- [EXERCISE] Omitting all images, transcribe the listing word for word.

- [MATERIAL FOR THE TASK]
- - - - -

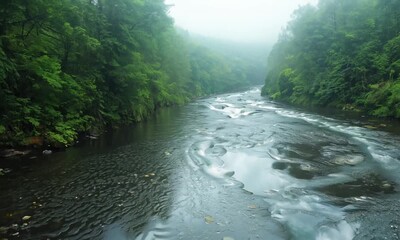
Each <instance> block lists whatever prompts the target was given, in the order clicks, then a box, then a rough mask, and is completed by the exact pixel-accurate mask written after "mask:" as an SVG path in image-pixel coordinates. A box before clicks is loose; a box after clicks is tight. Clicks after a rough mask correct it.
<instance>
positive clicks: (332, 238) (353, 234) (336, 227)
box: [316, 221, 360, 240]
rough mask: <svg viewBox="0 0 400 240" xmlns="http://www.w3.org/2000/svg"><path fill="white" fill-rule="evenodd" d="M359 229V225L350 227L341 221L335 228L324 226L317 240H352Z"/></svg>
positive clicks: (351, 226)
mask: <svg viewBox="0 0 400 240" xmlns="http://www.w3.org/2000/svg"><path fill="white" fill-rule="evenodd" d="M359 227H360V225H359V224H354V225H350V224H349V223H347V222H346V221H340V222H339V223H338V224H337V225H336V226H334V227H328V226H322V227H321V228H320V230H319V232H318V235H317V237H316V240H339V239H340V240H352V239H353V238H354V237H355V233H356V231H357V229H358V228H359Z"/></svg>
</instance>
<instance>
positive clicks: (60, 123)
mask: <svg viewBox="0 0 400 240" xmlns="http://www.w3.org/2000/svg"><path fill="white" fill-rule="evenodd" d="M167 12H168V6H167V5H165V4H164V1H163V0H113V1H107V0H63V1H56V0H31V1H24V0H2V1H1V3H0V112H1V114H2V118H1V119H0V143H1V144H3V145H4V144H6V145H13V144H29V143H30V141H31V140H30V139H32V137H37V136H39V137H40V138H42V139H43V140H44V141H45V142H47V143H49V144H53V145H67V144H71V143H73V142H74V141H75V140H76V138H77V136H78V133H79V132H85V131H96V130H98V129H102V128H103V127H104V126H106V125H110V126H115V125H118V124H125V123H132V122H137V121H141V120H143V119H145V118H146V117H148V116H149V115H150V114H151V113H152V112H154V111H155V110H156V109H157V108H160V107H164V106H169V105H174V104H182V103H184V102H187V101H189V100H190V99H193V98H195V97H198V96H203V95H206V94H213V93H218V92H222V91H228V90H233V89H235V88H238V87H242V86H245V85H247V84H249V82H250V80H249V78H248V75H247V72H248V71H247V69H246V68H245V67H243V66H244V65H243V62H241V61H231V60H229V59H227V58H224V57H223V56H221V55H218V54H215V53H213V52H212V51H210V50H208V49H204V47H201V46H197V45H196V44H194V43H192V42H191V41H190V39H187V38H186V37H183V36H181V35H179V34H178V33H177V31H176V29H175V28H174V26H173V21H172V19H171V18H170V17H169V16H168V14H167Z"/></svg>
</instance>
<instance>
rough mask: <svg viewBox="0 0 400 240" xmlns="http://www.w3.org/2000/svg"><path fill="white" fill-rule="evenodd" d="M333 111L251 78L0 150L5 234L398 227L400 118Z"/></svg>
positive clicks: (101, 238) (0, 227) (336, 232)
mask: <svg viewBox="0 0 400 240" xmlns="http://www.w3.org/2000/svg"><path fill="white" fill-rule="evenodd" d="M325 114H327V113H325ZM328 115H329V113H328ZM331 115H332V116H327V115H324V116H322V115H317V114H312V113H305V112H302V111H301V110H296V109H291V108H287V107H283V106H280V105H277V104H275V103H272V102H270V101H268V100H266V99H264V98H262V97H260V96H259V91H258V90H253V91H248V92H243V93H238V94H227V95H221V96H218V97H213V98H209V99H203V100H199V101H197V102H195V103H193V104H190V105H188V106H186V107H182V108H171V109H166V110H163V111H160V112H159V113H158V114H157V116H156V117H155V118H154V119H153V120H150V121H149V122H147V123H143V124H140V125H138V126H136V127H131V128H125V129H121V130H120V131H116V132H114V133H112V134H111V133H109V134H106V135H105V136H103V137H102V138H101V139H99V140H96V141H91V142H88V143H86V144H83V145H82V146H79V147H76V148H72V149H69V150H67V151H66V152H60V153H55V154H52V155H50V156H45V157H43V158H37V159H13V160H2V161H1V162H0V168H2V169H3V170H4V169H6V170H7V172H8V170H10V172H8V173H6V174H5V175H4V176H0V190H1V192H0V193H1V195H0V239H1V238H7V239H106V240H108V239H116V240H120V239H121V240H122V239H318V240H322V239H399V238H400V202H399V196H400V195H399V193H398V191H399V186H398V184H399V182H400V149H399V146H400V135H399V134H398V133H396V132H397V131H398V130H399V128H398V127H399V125H398V123H396V122H381V121H371V120H366V119H363V118H358V117H357V118H351V119H345V118H343V117H342V116H340V115H338V114H335V115H334V114H331ZM339 119H341V120H339ZM27 216H28V217H27ZM24 217H25V218H24Z"/></svg>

- - - - -

- [OUTPUT]
Each <instance> block lists whatever prompts the target was given, in the order clicks, then a box, then a rough mask, and is completed by the exact pixel-accurate mask written after "mask:" as an SVG path in image-pixel coordinates. A box before clicks is loose; a box after clicks is tight. Clicks after a rough mask correct it.
<instance>
positive clicks: (332, 238) (353, 234) (336, 227)
box: [316, 221, 360, 240]
rough mask: <svg viewBox="0 0 400 240" xmlns="http://www.w3.org/2000/svg"><path fill="white" fill-rule="evenodd" d="M359 229V225L350 227L341 221L335 228L324 226L317 240H352Z"/></svg>
positive clicks: (351, 226)
mask: <svg viewBox="0 0 400 240" xmlns="http://www.w3.org/2000/svg"><path fill="white" fill-rule="evenodd" d="M359 227H360V225H359V224H354V225H350V224H349V223H347V222H346V221H340V222H339V223H338V224H337V225H336V226H334V227H328V226H322V227H321V228H320V230H319V232H318V235H317V237H316V240H339V239H340V240H352V239H353V238H354V237H355V233H356V231H357V229H358V228H359Z"/></svg>
</instance>
<instance>
positive clicks: (60, 123)
mask: <svg viewBox="0 0 400 240" xmlns="http://www.w3.org/2000/svg"><path fill="white" fill-rule="evenodd" d="M167 12H168V6H167V5H165V4H164V1H163V0H113V1H107V0H63V1H56V0H31V1H24V0H2V1H1V3H0V112H1V114H2V118H1V119H0V143H1V144H3V145H4V144H6V145H13V144H29V143H30V141H31V140H30V139H32V137H37V136H39V137H40V138H42V139H43V140H44V141H45V142H47V143H49V144H53V145H67V144H71V143H73V142H74V141H75V140H76V138H77V136H78V133H79V132H85V131H96V130H98V129H102V128H103V127H104V126H106V125H110V126H115V125H118V124H125V123H132V122H137V121H141V120H143V119H145V118H146V117H148V116H149V115H150V114H151V113H152V112H154V111H155V110H156V109H157V108H160V107H164V106H169V105H174V104H182V103H184V102H187V101H189V100H190V99H193V98H195V97H198V96H203V95H206V94H213V93H218V92H222V91H228V90H233V89H235V88H238V87H242V86H245V85H247V84H249V82H250V80H249V78H248V75H247V72H248V71H247V69H246V68H245V67H243V66H244V65H243V62H241V61H231V60H229V59H227V58H224V57H223V56H221V55H218V54H215V53H213V52H212V51H210V50H208V49H204V47H201V46H197V45H196V44H194V43H192V42H191V41H190V39H187V38H186V37H183V36H181V35H179V34H178V33H177V31H176V29H175V28H174V26H173V21H172V19H171V18H170V17H169V16H168V14H167Z"/></svg>
</instance>
<instance>
rough mask: <svg viewBox="0 0 400 240" xmlns="http://www.w3.org/2000/svg"><path fill="white" fill-rule="evenodd" d="M333 111L251 78L0 150L5 234L398 227L400 118Z"/></svg>
positive clicks: (101, 238) (0, 227) (336, 232)
mask: <svg viewBox="0 0 400 240" xmlns="http://www.w3.org/2000/svg"><path fill="white" fill-rule="evenodd" d="M325 114H327V113H325ZM328 115H329V113H328ZM331 115H332V116H327V115H324V116H322V115H317V114H312V113H305V112H302V111H301V110H296V109H291V108H287V107H283V106H280V105H277V104H275V103H272V102H270V101H268V100H266V99H264V98H262V97H260V96H259V91H258V90H253V91H248V92H243V93H238V94H227V95H221V96H218V97H213V98H209V99H203V100H199V101H197V102H195V103H193V104H190V105H188V106H186V107H182V108H171V109H166V110H163V111H160V112H159V113H158V114H157V116H156V117H155V118H154V119H153V120H150V121H149V122H147V123H143V124H140V125H138V126H136V127H131V128H125V129H121V130H120V131H116V132H114V133H112V134H111V133H109V134H106V135H105V136H103V137H102V138H101V139H99V140H96V141H91V142H88V143H86V144H83V145H82V146H79V147H76V148H72V149H69V150H67V151H66V152H60V153H55V154H52V155H50V156H45V157H43V158H37V159H13V160H2V161H1V162H0V168H2V169H3V170H4V169H6V170H7V172H8V170H10V172H8V173H6V174H5V175H4V176H0V190H1V192H0V193H1V195H0V239H1V238H7V239H106V240H108V239H116V240H120V239H121V240H122V239H318V240H322V239H399V238H400V202H399V196H400V195H399V193H398V191H399V186H398V184H399V182H400V149H399V146H400V135H399V134H398V133H396V132H397V131H398V130H399V128H398V127H399V125H398V123H396V122H381V121H371V120H366V119H363V118H358V117H357V118H351V119H345V118H343V117H342V116H340V115H338V114H335V115H334V114H331ZM339 119H341V120H339ZM27 216H28V217H27ZM24 217H25V218H24Z"/></svg>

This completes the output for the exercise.